**EXERCISE INSTRUCTIONS:**
1) According to the text on Rev. Kovoor, for what sum was Panchayathu Purayidam purchased?
2) Echo the text on Rev. Kovoor from "The reform movement" up to and including "the opposing faction.".
3) Proceed with the text on Rev. Kovoor, picking up after its final sentence.

**TEXT PASSAGE:**

[Start of section]

The reform movement in which Rev. Kovoor played a prominent role ultimately contributed to the developments that culminated in the 1889 verdict of the Royal Travancore Court and the subsequent emergence of the Mar Thoma Syrian Church as an independent ecclesiastical body. Following the court's decision, the reformist faction retained control of only three of the historic churches, while the remainder remained under the authority of the opposing faction.

=== Leadership in the Mar Thoma Church ===
In 1892, Rev. Kovoor was appointed Vicar General of the Mar Thoma Syrian Church. In the same year, he played a key role in the acquisition of Panchayathu Purayidam, the site of the present-day S.C.S. campus at S.C.S. Mount, Thiruvalla, with the objective of establishing a permanent central campus for the Church. The property was purchased from the Thittapallil family, a prosperous Ezhava family of Thiruvalla, for a sum of ₹600.

The funds for the purchase were raised through a contribution from Puthencavu Mathilakam Arohanam Mar Thoma Church. The endowment was drawn from a larger amount that the congregation had received as compensation upon relinquishing its claims to its pre-reformation parent parish, St. Mary's Orthodox Cathedral, following its separation from that church.

Rev. Kovoor is also credited with introducing the practice of Kettuthengu, a system under which coconut trees from individual households were dedicated to the church to generate revenue for its activities. Coconuts and coconut-derived products, constituted a major source of income for many families in the region during that period.

In addition, he played an important role in the formation and advancement of the church's clergy, overseeing the ordination and mentoring of several priests and bishops who would later provide leadership to the church during the late nineteenth and early twentieth centuries. Among them was M. N. Abraham of the Maret family, whom Rev. Kovoor encouraged and supported in pursuing higher studies in the United States. In 1912, Abraham was sent to the United States as a deacon for doctoral studies, which he completed in 1915. He was subsequently ordained as a priest and was consecrated as Bishop Abraham Mar Thoma on 28 December 1917. Rev. Kovoor, however, did not live to witness the consecration, having died in January 1917.

When Thoma Kathanar became the vicar general, his brother Punnoose's son K. P. Thomas was consecrated as a priest by Titus I Metropolitan in 1895 at Paliekkara Church.

[End of section]

[Referring expression grounding records]
[Start of section]

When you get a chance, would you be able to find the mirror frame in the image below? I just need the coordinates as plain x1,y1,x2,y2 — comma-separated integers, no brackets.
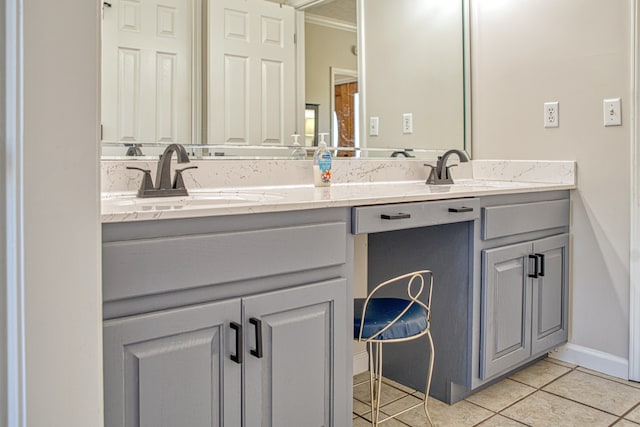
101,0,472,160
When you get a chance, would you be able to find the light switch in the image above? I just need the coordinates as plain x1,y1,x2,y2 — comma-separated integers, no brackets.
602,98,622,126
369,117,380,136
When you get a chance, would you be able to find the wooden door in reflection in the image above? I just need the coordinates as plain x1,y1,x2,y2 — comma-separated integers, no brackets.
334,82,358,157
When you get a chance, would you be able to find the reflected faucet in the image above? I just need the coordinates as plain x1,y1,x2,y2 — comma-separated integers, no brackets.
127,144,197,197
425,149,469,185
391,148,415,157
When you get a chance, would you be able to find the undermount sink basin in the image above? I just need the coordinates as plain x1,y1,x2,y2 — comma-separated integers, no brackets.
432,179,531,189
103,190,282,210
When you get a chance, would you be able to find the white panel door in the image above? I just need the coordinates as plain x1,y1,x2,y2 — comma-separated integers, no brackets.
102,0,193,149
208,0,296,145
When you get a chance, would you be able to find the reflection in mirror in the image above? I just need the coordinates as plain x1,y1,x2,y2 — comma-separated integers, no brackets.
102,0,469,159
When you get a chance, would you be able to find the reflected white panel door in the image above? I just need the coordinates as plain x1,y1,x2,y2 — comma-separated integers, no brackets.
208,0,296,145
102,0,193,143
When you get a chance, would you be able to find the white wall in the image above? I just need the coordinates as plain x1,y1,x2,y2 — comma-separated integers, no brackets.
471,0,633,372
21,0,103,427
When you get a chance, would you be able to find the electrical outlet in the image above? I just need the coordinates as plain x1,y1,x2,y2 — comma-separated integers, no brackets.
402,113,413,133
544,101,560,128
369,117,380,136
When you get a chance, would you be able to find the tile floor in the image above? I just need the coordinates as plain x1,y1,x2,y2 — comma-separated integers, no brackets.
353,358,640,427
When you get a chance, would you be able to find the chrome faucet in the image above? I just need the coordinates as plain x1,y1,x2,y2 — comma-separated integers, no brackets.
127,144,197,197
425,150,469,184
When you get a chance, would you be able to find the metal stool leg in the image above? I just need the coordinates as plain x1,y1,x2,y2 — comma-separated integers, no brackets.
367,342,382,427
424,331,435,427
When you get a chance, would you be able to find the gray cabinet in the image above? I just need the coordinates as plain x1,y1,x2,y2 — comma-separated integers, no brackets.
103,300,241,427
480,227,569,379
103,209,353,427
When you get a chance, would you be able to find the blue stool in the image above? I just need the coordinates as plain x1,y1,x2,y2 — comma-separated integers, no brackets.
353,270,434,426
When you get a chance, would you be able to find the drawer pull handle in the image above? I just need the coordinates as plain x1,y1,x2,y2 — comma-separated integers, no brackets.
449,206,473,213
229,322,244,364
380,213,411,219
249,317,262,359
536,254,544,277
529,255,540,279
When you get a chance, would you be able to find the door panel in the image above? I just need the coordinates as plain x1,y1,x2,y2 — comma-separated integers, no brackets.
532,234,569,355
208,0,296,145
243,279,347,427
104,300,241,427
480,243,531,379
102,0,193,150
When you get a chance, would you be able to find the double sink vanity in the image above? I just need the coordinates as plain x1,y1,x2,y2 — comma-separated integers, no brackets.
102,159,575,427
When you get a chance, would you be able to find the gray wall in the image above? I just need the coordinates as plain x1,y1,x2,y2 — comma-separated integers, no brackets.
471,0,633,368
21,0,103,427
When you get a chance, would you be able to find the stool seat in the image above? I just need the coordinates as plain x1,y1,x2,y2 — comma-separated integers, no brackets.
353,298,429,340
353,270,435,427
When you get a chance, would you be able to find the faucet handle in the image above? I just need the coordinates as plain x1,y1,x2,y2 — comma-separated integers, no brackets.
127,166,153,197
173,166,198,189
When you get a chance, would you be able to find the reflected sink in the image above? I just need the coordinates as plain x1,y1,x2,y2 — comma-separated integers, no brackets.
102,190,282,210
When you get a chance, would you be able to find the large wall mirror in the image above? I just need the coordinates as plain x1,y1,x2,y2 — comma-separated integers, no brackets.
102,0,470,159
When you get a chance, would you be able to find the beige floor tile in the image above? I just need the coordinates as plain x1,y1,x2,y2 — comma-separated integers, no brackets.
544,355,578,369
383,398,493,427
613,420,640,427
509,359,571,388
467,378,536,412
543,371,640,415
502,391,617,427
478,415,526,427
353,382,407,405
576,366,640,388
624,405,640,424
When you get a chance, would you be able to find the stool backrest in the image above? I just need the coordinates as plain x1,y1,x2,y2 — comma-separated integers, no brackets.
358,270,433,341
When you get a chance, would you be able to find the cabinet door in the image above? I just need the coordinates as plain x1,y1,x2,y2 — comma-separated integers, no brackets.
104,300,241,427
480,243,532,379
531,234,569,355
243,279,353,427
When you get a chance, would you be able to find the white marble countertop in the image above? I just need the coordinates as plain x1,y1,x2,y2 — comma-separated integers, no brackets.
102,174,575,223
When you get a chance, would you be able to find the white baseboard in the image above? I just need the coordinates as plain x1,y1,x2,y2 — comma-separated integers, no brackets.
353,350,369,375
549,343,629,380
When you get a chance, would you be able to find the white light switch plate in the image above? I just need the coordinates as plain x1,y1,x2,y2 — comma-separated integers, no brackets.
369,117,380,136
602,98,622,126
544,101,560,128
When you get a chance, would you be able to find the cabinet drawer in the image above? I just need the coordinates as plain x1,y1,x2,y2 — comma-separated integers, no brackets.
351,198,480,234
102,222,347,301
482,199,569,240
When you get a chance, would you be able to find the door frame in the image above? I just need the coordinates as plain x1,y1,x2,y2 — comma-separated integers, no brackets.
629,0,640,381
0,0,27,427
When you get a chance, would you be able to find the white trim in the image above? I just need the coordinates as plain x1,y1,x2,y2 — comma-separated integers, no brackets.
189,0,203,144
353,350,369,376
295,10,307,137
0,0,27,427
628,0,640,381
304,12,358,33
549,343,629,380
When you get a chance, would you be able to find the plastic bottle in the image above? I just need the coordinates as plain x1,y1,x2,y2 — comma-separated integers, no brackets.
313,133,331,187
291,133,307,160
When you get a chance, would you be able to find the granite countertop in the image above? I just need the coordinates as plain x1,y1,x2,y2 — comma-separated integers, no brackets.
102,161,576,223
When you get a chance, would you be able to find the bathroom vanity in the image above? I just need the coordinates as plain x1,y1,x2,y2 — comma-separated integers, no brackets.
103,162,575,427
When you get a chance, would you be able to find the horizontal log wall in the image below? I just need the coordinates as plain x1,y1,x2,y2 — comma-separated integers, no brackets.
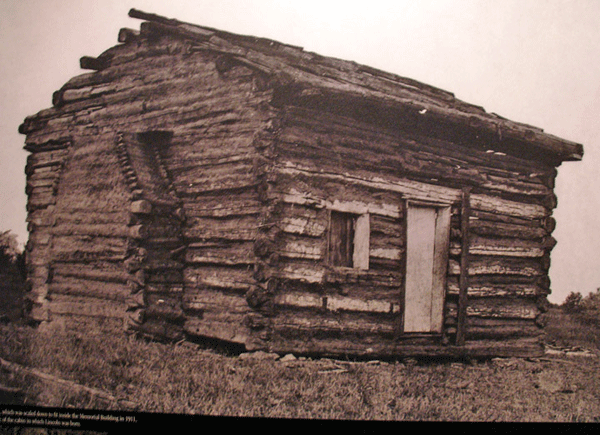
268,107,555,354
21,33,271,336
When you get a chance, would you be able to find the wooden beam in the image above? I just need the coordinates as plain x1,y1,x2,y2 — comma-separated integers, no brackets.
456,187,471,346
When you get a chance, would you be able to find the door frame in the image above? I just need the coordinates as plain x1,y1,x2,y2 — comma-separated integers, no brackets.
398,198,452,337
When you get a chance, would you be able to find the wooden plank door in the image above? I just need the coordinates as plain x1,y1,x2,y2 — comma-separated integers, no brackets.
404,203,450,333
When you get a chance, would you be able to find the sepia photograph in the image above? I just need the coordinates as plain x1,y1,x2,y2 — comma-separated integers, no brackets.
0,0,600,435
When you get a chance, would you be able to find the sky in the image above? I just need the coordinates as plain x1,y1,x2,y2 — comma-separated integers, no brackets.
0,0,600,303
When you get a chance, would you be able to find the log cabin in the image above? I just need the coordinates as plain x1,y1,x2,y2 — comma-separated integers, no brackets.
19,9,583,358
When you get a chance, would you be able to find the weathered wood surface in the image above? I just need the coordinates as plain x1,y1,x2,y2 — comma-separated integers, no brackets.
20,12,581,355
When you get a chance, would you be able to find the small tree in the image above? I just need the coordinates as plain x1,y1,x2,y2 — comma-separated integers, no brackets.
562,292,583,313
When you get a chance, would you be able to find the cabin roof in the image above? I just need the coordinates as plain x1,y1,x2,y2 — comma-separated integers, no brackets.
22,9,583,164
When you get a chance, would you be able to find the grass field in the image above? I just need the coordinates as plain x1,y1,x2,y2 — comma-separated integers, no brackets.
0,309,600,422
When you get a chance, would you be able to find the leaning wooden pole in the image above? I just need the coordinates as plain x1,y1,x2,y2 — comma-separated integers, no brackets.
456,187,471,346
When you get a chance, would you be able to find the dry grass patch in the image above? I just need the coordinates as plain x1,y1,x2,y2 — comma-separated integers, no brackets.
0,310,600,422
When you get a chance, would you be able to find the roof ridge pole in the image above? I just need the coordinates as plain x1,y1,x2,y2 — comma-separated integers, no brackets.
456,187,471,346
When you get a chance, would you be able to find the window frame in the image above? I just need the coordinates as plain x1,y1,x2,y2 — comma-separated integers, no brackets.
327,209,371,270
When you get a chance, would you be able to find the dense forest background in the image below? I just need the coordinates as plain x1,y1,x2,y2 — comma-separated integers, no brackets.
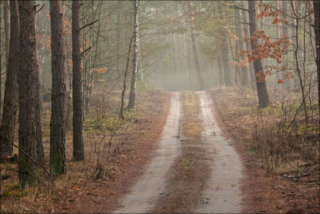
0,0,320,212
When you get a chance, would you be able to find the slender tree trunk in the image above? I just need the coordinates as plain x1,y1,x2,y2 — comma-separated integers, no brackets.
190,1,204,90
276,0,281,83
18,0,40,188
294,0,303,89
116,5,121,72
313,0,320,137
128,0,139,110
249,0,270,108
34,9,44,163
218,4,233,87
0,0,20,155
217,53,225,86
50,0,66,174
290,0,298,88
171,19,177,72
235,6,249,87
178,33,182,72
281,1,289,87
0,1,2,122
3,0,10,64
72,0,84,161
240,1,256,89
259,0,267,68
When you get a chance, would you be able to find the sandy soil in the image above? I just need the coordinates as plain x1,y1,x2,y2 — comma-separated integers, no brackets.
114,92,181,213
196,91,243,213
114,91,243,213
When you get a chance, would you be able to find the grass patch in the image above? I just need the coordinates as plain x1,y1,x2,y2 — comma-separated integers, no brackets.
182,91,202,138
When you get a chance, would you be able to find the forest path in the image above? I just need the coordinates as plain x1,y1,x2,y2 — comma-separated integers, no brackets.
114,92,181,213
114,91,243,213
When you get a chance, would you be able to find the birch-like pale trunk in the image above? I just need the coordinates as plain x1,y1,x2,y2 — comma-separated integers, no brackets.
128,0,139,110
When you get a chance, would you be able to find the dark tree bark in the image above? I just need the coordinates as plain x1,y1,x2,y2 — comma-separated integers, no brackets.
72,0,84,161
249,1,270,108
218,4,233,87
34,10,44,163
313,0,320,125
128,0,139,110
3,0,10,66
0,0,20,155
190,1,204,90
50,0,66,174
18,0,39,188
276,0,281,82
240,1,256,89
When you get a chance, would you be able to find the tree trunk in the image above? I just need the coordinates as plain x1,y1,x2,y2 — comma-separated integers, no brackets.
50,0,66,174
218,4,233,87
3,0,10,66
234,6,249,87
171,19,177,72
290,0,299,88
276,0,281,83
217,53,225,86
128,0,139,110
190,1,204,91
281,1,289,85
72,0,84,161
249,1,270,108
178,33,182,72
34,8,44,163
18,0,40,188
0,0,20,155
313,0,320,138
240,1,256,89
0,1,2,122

[End of section]

**EXPECTED OUTPUTS:**
1) ₹600

2)
The reform movement in which Rev. Kovoor played a prominent role ultimately contributed to the developments that culminated in the 1889 verdict of the Royal Travancore Court and the subsequent emergence of the Mar Thoma Syrian Church as an independent ecclesiastical body. Following the court's decision, the reformist faction retained control of only three of the historic churches, while the remainder remained under the authority of the opposing faction.

3)
Rev. K. P. Thomas taught at Kottayam Mar Thoma Seminary and also acted as assistant vicar to Thoma Kathanar and served at various parishes such as Thiruvalla, Mepral, Chatthenkery and Karackal.

=== Secular life ===
Ipe Thoma Kathanar was well known as an orator and debater. One of his famous debates at Niranam was documented.

As a representative of the people of Thiruvalla taluk, he was elected to the Travancore Sri Mulam Praja Sabha, the first popularly elected legislature in modern India, during the years 1904, 1905, 1911, 1914 and 1915.

==Death==

On 16 January 1917, Rev. Kovoor became sick and he died peacefully on 27 January 1917.

Achen's body was buried in the SCS compound behind the SCS Church.

==Legacy==
In his memory, the church constructed the VGM Hall (Vicar General Iype Thoma Kathanar Memorial Hall) in the SCS compound in Tiruvalla, that still stands today as an important go-to place in Thiruvalla town for conducting large meetings, conferences and major events.

His older son Abraham (1898 – 1978) was a professor and rationalist who became famous through his campaign to expose various Indian and Sri Lankan "god-men" and so-called paranormal phenomena as frauds.

Abraham's son, Aries Kovoor (1927–2006), was also a professor and renowned biological scientist of Sri Lanka.

His younger son, Behanan was a renowned sociologist and psychologist, who earned Ph.D. in psychology from Yale in 1934 and had performed pioneering scientific appraisal on Yoga that was published as a book and made popular to the western world through visual coverage in the LIFE magazine in 1937. Behanan had also served the United Nations between 1946 and 1952.

Behanan's son Roy T. Behanan tragically died on the operating table while undergoing minor surgery at Kew Gardens Hospital, in 1952 at the age of 10.